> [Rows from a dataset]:
● ● ● ● ●

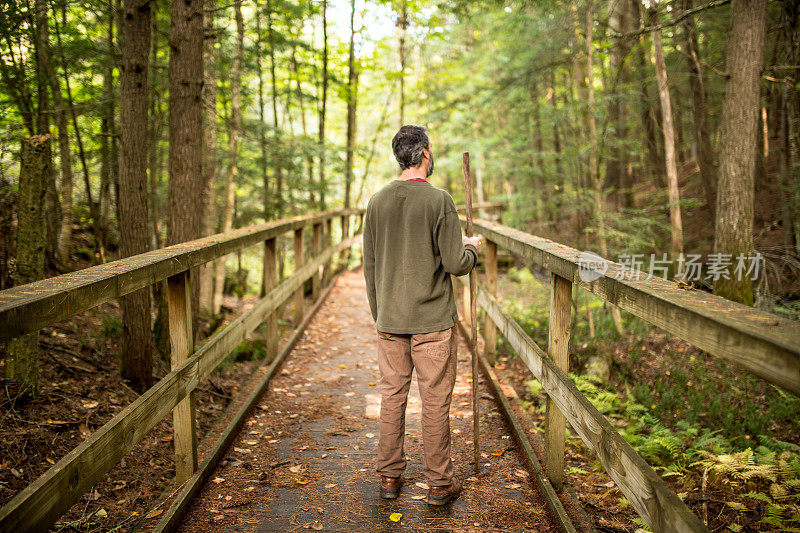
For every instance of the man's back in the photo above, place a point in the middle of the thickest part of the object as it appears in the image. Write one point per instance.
(412, 243)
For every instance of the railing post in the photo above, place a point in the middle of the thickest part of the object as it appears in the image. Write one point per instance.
(467, 308)
(489, 329)
(316, 246)
(326, 270)
(181, 341)
(558, 349)
(298, 264)
(270, 282)
(344, 255)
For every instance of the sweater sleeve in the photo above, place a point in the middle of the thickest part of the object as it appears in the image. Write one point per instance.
(368, 250)
(457, 259)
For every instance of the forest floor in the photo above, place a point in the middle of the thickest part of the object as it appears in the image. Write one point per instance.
(81, 389)
(306, 459)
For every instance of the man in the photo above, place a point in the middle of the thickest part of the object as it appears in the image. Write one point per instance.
(412, 245)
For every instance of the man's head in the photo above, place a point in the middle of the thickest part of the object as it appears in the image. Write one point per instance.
(412, 149)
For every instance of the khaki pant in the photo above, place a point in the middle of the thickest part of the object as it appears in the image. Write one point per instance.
(434, 356)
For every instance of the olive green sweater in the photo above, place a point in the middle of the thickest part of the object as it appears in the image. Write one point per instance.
(412, 244)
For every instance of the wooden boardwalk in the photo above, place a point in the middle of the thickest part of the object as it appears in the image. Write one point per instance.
(305, 459)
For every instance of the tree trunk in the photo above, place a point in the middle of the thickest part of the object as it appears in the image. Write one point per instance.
(233, 143)
(65, 160)
(22, 360)
(669, 143)
(323, 105)
(207, 212)
(52, 206)
(107, 130)
(402, 23)
(655, 162)
(597, 185)
(352, 99)
(185, 125)
(616, 164)
(705, 154)
(738, 134)
(137, 339)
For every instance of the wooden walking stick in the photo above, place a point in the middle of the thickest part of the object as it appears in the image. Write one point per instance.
(473, 323)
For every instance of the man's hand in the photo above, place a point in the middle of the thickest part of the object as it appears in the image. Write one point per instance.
(474, 241)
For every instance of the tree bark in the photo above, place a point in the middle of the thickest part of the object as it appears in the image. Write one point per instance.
(137, 339)
(231, 178)
(185, 126)
(705, 154)
(323, 105)
(352, 100)
(207, 211)
(402, 23)
(65, 160)
(107, 130)
(669, 143)
(52, 206)
(738, 134)
(22, 360)
(597, 185)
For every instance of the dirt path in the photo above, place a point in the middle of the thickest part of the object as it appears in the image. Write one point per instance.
(306, 458)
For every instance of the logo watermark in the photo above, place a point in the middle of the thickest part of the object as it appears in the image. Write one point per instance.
(689, 267)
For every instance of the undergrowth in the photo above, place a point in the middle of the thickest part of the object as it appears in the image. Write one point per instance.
(699, 419)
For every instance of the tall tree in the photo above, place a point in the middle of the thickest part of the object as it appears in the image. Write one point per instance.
(185, 124)
(705, 154)
(22, 362)
(669, 142)
(352, 100)
(208, 186)
(323, 104)
(402, 23)
(137, 339)
(738, 137)
(232, 175)
(52, 206)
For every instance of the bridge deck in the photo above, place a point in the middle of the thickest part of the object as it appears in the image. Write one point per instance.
(305, 459)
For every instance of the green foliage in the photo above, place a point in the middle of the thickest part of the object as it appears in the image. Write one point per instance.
(112, 326)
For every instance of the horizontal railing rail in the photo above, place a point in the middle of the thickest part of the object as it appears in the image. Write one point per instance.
(765, 344)
(762, 343)
(40, 504)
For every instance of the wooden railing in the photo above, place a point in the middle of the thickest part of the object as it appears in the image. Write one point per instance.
(29, 307)
(763, 343)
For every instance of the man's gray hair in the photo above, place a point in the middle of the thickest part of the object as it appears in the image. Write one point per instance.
(408, 144)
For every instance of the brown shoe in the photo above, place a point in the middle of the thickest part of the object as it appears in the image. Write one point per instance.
(444, 494)
(390, 487)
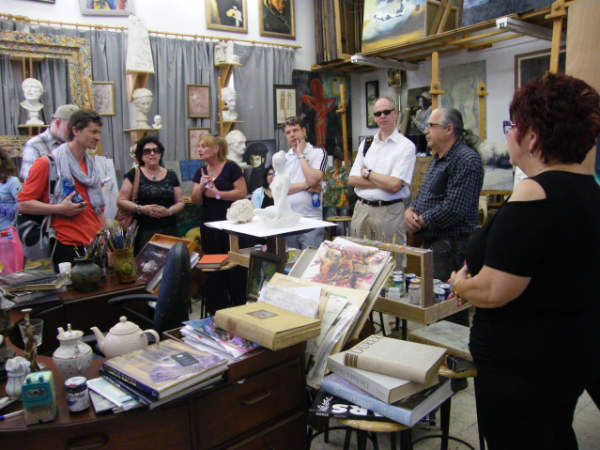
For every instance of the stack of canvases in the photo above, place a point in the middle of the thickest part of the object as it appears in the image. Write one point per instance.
(393, 378)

● ● ● ● ●

> [Goal of the exercise]: Edit all of the rows above so that "thickest part" becomes "widest part" wherever it appears, and leave everything else unchanged. Omit the pictures from your answer.

> [Result]:
For every instance of the man's back in the photo above, place a point in the middle of the widest part of the object as it appears in the image. Write one point per instance.
(412, 243)
For every instance of the railing post in the photo above, place a point in the middle of the widest part of the object as it appears in the image. Write one point per instance.
(467, 308)
(489, 329)
(316, 246)
(326, 270)
(181, 341)
(558, 349)
(298, 264)
(270, 282)
(344, 255)
For every instance of the sweater sleeve in the photo above, place a point in the middle of the widest part of the object as it appears in the image. Write one point per instance.
(368, 250)
(457, 259)
For every instance of the forest floor in the photo above, place a point in the middle of the widest part of the object as it appears in the image. Write one point per instance.
(81, 389)
(306, 459)
For every instance of the man in the photo above, place a point in the middle of the widest part of the object as it appears in the image. Write one point per instance.
(412, 245)
For every instance of the man's head in the photo above, place a point in the middle of the widest part of the object as it appears in the image. Write one point per instance.
(412, 149)
For every instance of the khaki pant in the photo above, place a point in the middle of the widest part of the object as it appears in the image. Write one point per instance.
(434, 356)
For every instance of the olive green sweater in the photo above, place a point in the middle of the widest part of the object as it appears in the image. Write one point per instance.
(412, 244)
For every instance of the wooden boardwalk in the photo above, place a point in the middle of the widest part of the object as it appears in the image. Write one point per instance.
(305, 459)
For every instance of the tree trunk in the photo above, place a point in the middle of the widest part of the object as it appears in the image. Write one point per instance.
(233, 143)
(65, 160)
(22, 360)
(669, 143)
(323, 105)
(207, 212)
(52, 206)
(107, 130)
(402, 23)
(655, 162)
(597, 185)
(352, 99)
(185, 125)
(616, 164)
(705, 154)
(738, 134)
(137, 339)
For every instance of the wooden walking stick in the photo above, place a point in the middle of the widest part of the object as it appears in the image. Write one point per instance.
(473, 323)
For every instance of the man's hand in the photo above, place a point in the middle of the widest part of the object as it appears in the image. Write one point per instance.
(474, 241)
For every instance of the tree bark in the photo above, place a point in the middle of the widest part of the object as it appears in the image. Write one point per instance.
(137, 339)
(231, 178)
(185, 126)
(705, 154)
(323, 105)
(352, 100)
(207, 211)
(402, 23)
(65, 160)
(107, 130)
(669, 143)
(52, 206)
(738, 134)
(22, 360)
(597, 185)
For every instance of the dirt path in the photo above, place a point in the middle of the widest part of the object as it appears in the image. Write one point per instance.
(306, 458)
For every instance of the logo watermark in the photo above, place a point in the middle of the widest part of the object as it appears in the image. Write one point per instance.
(689, 267)
For every instance of the undergrowth in the photo above, place a point in the middle of the widest part of the object as it appears in the image. Write one point per instance.
(699, 419)
For every instance of the tall tree in the photo above, place a point in the middle of the widest part of the object as it appears in the image. Write one point per instance.
(185, 124)
(705, 154)
(22, 362)
(669, 142)
(352, 100)
(208, 186)
(323, 104)
(402, 23)
(137, 339)
(738, 137)
(232, 175)
(52, 206)
For every instance of the bridge deck in the photo above, place a point in the middle of the widest part of the object as it appears in the image. Write one point per instance.
(305, 459)
For every instance of the green foliage in the photo above, place a point in the middle of the widest part of the object as it appears in the image. Write one point per instance.
(112, 326)
For every instance of the horizontal railing rail in the photo above, place a point in the middle of the widest part of the object as it appears in the image. Write one point per instance.
(765, 344)
(762, 343)
(40, 504)
For every instance of the wooden railing in the photo above, place a point in the middle of the widest part of the object as it appears in the image. Write one point per instance.
(29, 307)
(763, 343)
For every instance of the man's gray hair in the photo above, place a point in the middle of the widest part of the object as it appears in the image. Write one point per instance.
(408, 144)
For every instance of the brown shoe in the photo above, place a point in the middle of the widest part of the object as it appears in the image. Write one point per instance.
(444, 494)
(390, 487)
For every instance of the stack of canvases in the photo above, place a point in the middle of the widest part of the object as it appears in the image. Write one point per instance.
(393, 378)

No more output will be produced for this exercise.